*What to produce:* Turn the lines below into a Markdown table with a No. column for the row number and a Line column for the text, skipping blank lines and leaving the pictures out.

*Rows:*

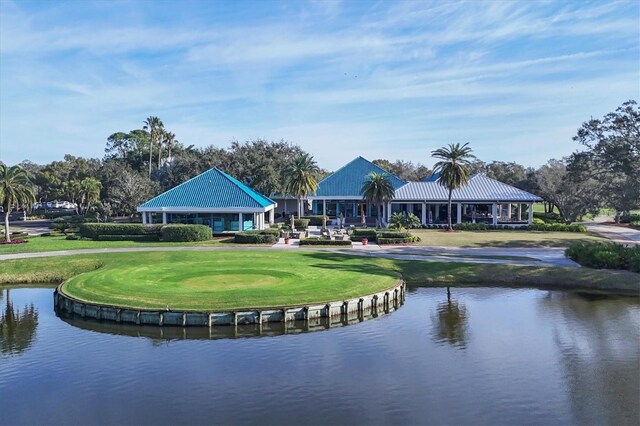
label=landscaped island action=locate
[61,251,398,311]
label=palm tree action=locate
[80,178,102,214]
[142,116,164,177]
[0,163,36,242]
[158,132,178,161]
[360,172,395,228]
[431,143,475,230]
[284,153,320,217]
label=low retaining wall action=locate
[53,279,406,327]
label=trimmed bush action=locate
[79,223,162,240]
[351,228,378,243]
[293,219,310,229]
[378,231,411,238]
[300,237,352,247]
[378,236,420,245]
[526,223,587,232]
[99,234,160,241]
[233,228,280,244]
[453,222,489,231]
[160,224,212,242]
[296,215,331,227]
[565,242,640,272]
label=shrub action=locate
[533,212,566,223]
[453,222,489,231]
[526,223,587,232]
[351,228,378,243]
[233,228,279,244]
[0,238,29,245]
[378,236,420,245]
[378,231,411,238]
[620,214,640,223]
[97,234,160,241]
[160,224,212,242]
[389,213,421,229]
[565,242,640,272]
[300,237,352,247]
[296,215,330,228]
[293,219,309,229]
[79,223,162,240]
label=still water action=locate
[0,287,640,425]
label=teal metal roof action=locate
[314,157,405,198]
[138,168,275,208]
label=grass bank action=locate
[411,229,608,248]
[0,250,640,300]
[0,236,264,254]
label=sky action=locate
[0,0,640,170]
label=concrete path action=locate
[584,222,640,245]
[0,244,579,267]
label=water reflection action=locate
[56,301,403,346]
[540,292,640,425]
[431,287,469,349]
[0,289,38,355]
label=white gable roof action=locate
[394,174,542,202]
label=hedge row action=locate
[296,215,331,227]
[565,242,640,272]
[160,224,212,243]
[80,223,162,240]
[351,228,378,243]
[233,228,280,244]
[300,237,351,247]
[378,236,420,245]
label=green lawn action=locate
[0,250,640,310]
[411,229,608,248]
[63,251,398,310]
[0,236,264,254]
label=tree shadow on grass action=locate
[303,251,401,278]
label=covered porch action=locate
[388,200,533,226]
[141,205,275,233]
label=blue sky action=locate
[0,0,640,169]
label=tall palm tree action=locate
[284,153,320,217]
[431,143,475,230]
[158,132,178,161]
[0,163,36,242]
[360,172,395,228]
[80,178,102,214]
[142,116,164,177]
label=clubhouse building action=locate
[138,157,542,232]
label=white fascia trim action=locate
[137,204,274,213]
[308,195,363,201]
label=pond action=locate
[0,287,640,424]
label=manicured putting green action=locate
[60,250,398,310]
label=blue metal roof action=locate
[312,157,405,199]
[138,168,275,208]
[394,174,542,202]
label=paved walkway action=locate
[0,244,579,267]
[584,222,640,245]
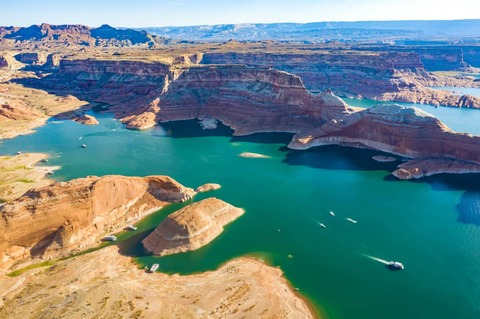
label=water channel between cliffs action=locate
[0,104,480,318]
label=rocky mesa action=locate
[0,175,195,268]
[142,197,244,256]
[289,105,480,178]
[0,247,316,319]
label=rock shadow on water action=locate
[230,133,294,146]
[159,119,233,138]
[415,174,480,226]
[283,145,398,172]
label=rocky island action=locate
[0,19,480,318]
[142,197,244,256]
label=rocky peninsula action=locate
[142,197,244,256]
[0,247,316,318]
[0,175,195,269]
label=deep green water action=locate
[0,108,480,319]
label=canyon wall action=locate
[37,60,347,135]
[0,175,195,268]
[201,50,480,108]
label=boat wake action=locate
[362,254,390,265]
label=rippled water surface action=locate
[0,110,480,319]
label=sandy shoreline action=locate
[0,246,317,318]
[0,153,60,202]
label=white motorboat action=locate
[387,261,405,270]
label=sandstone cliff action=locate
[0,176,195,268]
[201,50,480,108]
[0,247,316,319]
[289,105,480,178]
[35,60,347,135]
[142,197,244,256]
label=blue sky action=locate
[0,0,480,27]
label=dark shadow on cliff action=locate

*Answer below:*
| No. | Line |
|---|---|
| 1 | label=landscaped island action=locate |
| 2 | [61,251,398,311] |
| 3 | label=palm tree action=locate |
| 4 | [80,178,102,214] |
| 5 | [142,116,164,177] |
| 6 | [0,163,36,242] |
| 7 | [158,132,178,161] |
| 8 | [360,172,395,228] |
| 9 | [431,143,475,230] |
| 10 | [284,153,320,217] |
| 11 | label=low retaining wall action=locate |
| 12 | [53,279,406,327] |
| 13 | label=trimmed bush action=locate |
| 14 | [79,223,162,240] |
| 15 | [351,228,378,243] |
| 16 | [293,219,310,229] |
| 17 | [378,231,411,238] |
| 18 | [300,237,352,247] |
| 19 | [378,236,420,245] |
| 20 | [526,223,587,232] |
| 21 | [99,234,160,241] |
| 22 | [233,228,280,244] |
| 23 | [453,222,489,231] |
| 24 | [160,224,212,242] |
| 25 | [296,215,331,227] |
| 26 | [565,242,640,272] |
| 27 | label=shrub action=locate |
| 28 | [533,212,566,223] |
| 29 | [453,222,489,231] |
| 30 | [526,223,587,232] |
| 31 | [351,228,378,243] |
| 32 | [233,228,279,244] |
| 33 | [0,238,29,245] |
| 34 | [378,236,420,245] |
| 35 | [378,231,411,238] |
| 36 | [620,214,640,223] |
| 37 | [97,234,160,241] |
| 38 | [160,224,212,242] |
| 39 | [389,213,421,229] |
| 40 | [565,242,640,272] |
| 41 | [300,237,352,247] |
| 42 | [296,215,330,228] |
| 43 | [293,219,309,229] |
| 44 | [79,223,162,240] |
| 45 | label=still water action=locate |
| 46 | [0,287,640,425] |
| 47 | label=teal metal roof action=locate |
| 48 | [314,157,405,198] |
| 49 | [138,168,275,208] |
| 50 | label=grass bank action=locate |
| 51 | [411,229,608,248] |
| 52 | [0,250,640,300] |
| 53 | [0,236,264,254] |
| 54 | label=sky action=locate |
| 55 | [0,0,640,170] |
| 56 | label=concrete path action=locate |
| 57 | [584,222,640,245] |
| 58 | [0,244,579,267] |
| 59 | label=water reflection action=locate |
| 60 | [56,301,403,346] |
| 61 | [540,292,640,425] |
| 62 | [431,287,469,349] |
| 63 | [0,289,38,355] |
| 64 | label=white gable roof action=locate |
| 65 | [394,174,542,202] |
| 66 | label=hedge row action=locate |
| 67 | [296,215,331,227] |
| 68 | [565,242,640,272] |
| 69 | [160,224,212,243] |
| 70 | [80,223,162,240] |
| 71 | [351,228,378,243] |
| 72 | [233,228,280,244] |
| 73 | [300,237,351,247] |
| 74 | [378,236,420,245] |
| 75 | label=green lawn action=locate |
| 76 | [0,250,640,310] |
| 77 | [411,229,608,248] |
| 78 | [63,251,398,310] |
| 79 | [0,236,264,254] |
| 80 | label=tree shadow on grass action=locate |
| 81 | [303,251,401,278] |
| 82 | label=covered porch action=locate |
| 83 | [388,200,533,226] |
| 84 | [141,205,275,233] |
| 85 | label=blue sky action=locate |
| 86 | [0,0,640,169] |
| 87 | label=tall palm tree action=locate |
| 88 | [284,153,320,217] |
| 89 | [431,143,475,230] |
| 90 | [158,132,178,161] |
| 91 | [0,163,36,242] |
| 92 | [360,172,395,228] |
| 93 | [80,178,102,214] |
| 94 | [142,116,164,177] |
| 95 | label=clubhouse building action=locate |
| 96 | [138,157,542,232] |
| 97 | label=white fascia trim action=locate |
| 98 | [137,204,274,213] |
| 99 | [308,195,363,201] |
| 100 | label=pond action=locate |
| 101 | [0,287,640,424] |
| 102 | label=manicured putting green action=locate |
| 103 | [60,250,398,310] |
| 104 | label=blue metal roof action=locate |
| 105 | [312,157,405,199] |
| 106 | [138,168,275,208] |
| 107 | [394,174,542,202] |
| 108 | label=paved walkway action=locate |
| 109 | [0,244,579,267] |
| 110 | [584,222,640,245] |
| 111 | label=water channel between cliffs action=locate |
| 112 | [0,104,480,318] |
| 113 | label=rocky mesa action=locate |
| 114 | [0,175,195,268] |
| 115 | [142,197,244,256] |
| 116 | [289,105,480,178] |
| 117 | [0,247,316,319] |
| 118 | label=rock shadow on water action=locate |
| 119 | [230,133,294,146] |
| 120 | [159,119,233,138] |
| 121 | [415,174,480,226] |
| 122 | [283,145,398,172] |
| 123 | label=rocky island action=locate |
| 124 | [0,19,480,318] |
| 125 | [142,197,244,256] |
| 126 | label=rocky peninsula action=locate |
| 127 | [142,197,244,256] |
| 128 | [0,247,316,318] |
| 129 | [0,175,195,269] |
| 130 | label=deep green water action=locate |
| 131 | [0,108,480,319] |
| 132 | label=canyon wall action=locate |
| 133 | [37,60,347,135] |
| 134 | [0,175,195,268] |
| 135 | [201,50,480,108] |
| 136 | label=boat wake action=locate |
| 137 | [362,254,390,265] |
| 138 | label=rippled water surface action=locate |
| 139 | [0,110,480,319] |
| 140 | label=sandy shoreline action=locate |
| 141 | [0,246,317,318] |
| 142 | [0,153,60,202] |
| 143 | label=white motorboat action=locate |
| 144 | [387,261,405,270] |
| 145 | label=sandstone cliff action=locate |
| 146 | [0,176,195,268] |
| 147 | [201,50,480,108] |
| 148 | [0,247,316,319] |
| 149 | [289,105,480,178] |
| 150 | [35,60,347,135] |
| 151 | [142,197,244,256] |
| 152 | label=blue sky action=locate |
| 153 | [0,0,480,27] |
| 154 | label=dark shadow on cliff action=locate |